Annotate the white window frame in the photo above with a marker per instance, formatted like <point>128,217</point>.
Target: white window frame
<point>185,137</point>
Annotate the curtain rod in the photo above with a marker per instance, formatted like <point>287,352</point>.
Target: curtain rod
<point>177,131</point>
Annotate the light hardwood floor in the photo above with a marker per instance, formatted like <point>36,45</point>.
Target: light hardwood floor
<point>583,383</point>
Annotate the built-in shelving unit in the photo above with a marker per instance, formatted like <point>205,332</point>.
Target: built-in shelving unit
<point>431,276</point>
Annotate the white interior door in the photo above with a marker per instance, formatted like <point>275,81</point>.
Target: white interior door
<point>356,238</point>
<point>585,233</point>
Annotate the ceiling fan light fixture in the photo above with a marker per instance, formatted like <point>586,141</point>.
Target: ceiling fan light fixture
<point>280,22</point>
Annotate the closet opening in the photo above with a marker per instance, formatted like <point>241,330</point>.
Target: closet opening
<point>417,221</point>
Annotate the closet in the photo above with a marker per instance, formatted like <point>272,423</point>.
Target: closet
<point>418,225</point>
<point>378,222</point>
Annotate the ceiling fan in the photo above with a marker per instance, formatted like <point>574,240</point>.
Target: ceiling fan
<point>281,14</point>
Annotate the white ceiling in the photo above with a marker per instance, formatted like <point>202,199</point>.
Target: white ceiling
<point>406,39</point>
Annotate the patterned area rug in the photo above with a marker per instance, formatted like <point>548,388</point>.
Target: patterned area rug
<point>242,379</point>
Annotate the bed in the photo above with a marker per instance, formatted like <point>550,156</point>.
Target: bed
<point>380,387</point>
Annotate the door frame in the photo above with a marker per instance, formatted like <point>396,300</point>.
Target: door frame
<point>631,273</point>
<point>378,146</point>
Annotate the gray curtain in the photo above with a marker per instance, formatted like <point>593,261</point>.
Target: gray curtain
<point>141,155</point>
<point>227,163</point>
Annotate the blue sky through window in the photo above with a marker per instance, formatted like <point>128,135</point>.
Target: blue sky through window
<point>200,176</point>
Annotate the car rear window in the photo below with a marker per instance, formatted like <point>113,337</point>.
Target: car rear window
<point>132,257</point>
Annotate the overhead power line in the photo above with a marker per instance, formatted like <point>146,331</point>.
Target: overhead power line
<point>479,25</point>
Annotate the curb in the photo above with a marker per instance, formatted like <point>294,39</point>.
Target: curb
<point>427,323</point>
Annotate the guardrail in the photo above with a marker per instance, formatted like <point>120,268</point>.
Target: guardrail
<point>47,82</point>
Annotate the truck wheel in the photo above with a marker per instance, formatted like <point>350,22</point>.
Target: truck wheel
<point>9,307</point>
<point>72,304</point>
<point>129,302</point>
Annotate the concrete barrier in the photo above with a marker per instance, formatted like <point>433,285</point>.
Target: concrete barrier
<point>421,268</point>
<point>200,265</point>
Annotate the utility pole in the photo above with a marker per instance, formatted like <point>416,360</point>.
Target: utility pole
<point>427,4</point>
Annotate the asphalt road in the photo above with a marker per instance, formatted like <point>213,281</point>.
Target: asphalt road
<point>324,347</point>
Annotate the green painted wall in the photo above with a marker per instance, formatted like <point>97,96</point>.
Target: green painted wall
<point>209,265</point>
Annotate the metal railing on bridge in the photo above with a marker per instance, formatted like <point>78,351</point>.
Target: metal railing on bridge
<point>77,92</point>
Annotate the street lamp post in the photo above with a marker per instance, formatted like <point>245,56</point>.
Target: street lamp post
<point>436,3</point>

Work to be completed: Give back every line of the material, exactly as written.

Answer below:
Annotate the white window frame in the photo above with a marker per instance, formatted like <point>128,217</point>.
Target: white window frame
<point>185,137</point>
Annotate the curtain rod in the photo above with a marker per instance, formatted like <point>287,352</point>.
Target: curtain rod
<point>177,131</point>
Annotate the light hardwood floor in the photo above with a marker per instance, formatted like <point>36,45</point>.
Target: light hardwood floor
<point>583,383</point>
Annotate the built-in shelving unit in the photo above with a marker per instance, formatted like <point>205,332</point>.
Target: built-in shelving unit
<point>431,276</point>
Annotate the white interior door in the photo above with a marker per instance, formatted like <point>275,81</point>.
Target: white interior door
<point>356,238</point>
<point>585,233</point>
Annotate the ceiling fan light fixture in the photo above with a marker per instance, formatted like <point>586,141</point>.
Target: ceiling fan light fixture
<point>280,22</point>
Annotate the closet opening in the photo above with a marker per instance, formatted like <point>241,330</point>.
Target: closet opening
<point>417,221</point>
Annotate the closet in the photo above with a marker per instance, formatted like <point>272,423</point>.
Target: closet
<point>418,225</point>
<point>378,222</point>
Annotate the ceiling fan in the photo above with a marker per instance, formatted like <point>574,240</point>.
Target: ceiling fan
<point>281,14</point>
Annotate the white ceiling in the photo above with a marker per instance, formatted like <point>202,199</point>.
Target: white ceiling
<point>406,39</point>
Annotate the patterned area rug in the photo above with a marker per instance, formatted like <point>548,388</point>.
Target: patterned area rug
<point>242,379</point>
Annotate the bed in the photo above with a marker per instance, formatted like <point>550,156</point>.
Target: bed
<point>380,387</point>
Annotate the door frame in the photo above with a marker per instance, formatted like <point>396,300</point>.
Target: door frame
<point>631,273</point>
<point>378,146</point>
Annotate the gray curtain in the photo above with a marker per instance, formatted like <point>593,261</point>.
Target: gray curtain
<point>141,155</point>
<point>227,163</point>
Annotate the blue sky through window in the photo above with a marker per instance, formatted like <point>128,135</point>.
Target: blue sky through window
<point>200,176</point>
Annotate the car rear window in the photo below with a marker per instance, formatted like <point>113,337</point>.
Target: car rear window
<point>132,257</point>
Annotate the overhead power line in the photo above with a marker per instance, formatted like <point>146,331</point>.
Target: overhead power line
<point>479,25</point>
Annotate the curb in the photo above with a marker per instance, formatted like <point>294,39</point>.
Target: curb
<point>427,323</point>
Annotate the guardrail in the photo above with a marker per instance, formatted like <point>120,268</point>.
Target: guardrail
<point>47,82</point>
Annotate the truck wheel in the photo above with a marker per instance, formatted like <point>350,22</point>.
Target: truck wheel
<point>9,307</point>
<point>72,304</point>
<point>129,302</point>
Annotate the concrete barrier in the photo above with a marker per instance, formatted like <point>433,285</point>.
Target: concrete barrier
<point>421,268</point>
<point>200,265</point>
Annotate the utility pole in the photo above with a marker per instance, formatted like <point>416,360</point>.
Target: utility pole
<point>427,4</point>
Annotate the asphalt road in the photo above with a marker per instance, formatted like <point>213,281</point>.
Target: asphalt road
<point>324,347</point>
Annotate the green painted wall in the photo above with a marker per instance, formatted like <point>97,96</point>.
Target: green painted wall
<point>209,265</point>
Annotate the metal railing on bridge in the photo above with a marker per instance, formatted like <point>78,351</point>.
Target: metal railing on bridge
<point>77,92</point>
Annotate the street lamp post in the photo above with a marker per instance, formatted like <point>245,56</point>.
Target: street lamp post
<point>436,3</point>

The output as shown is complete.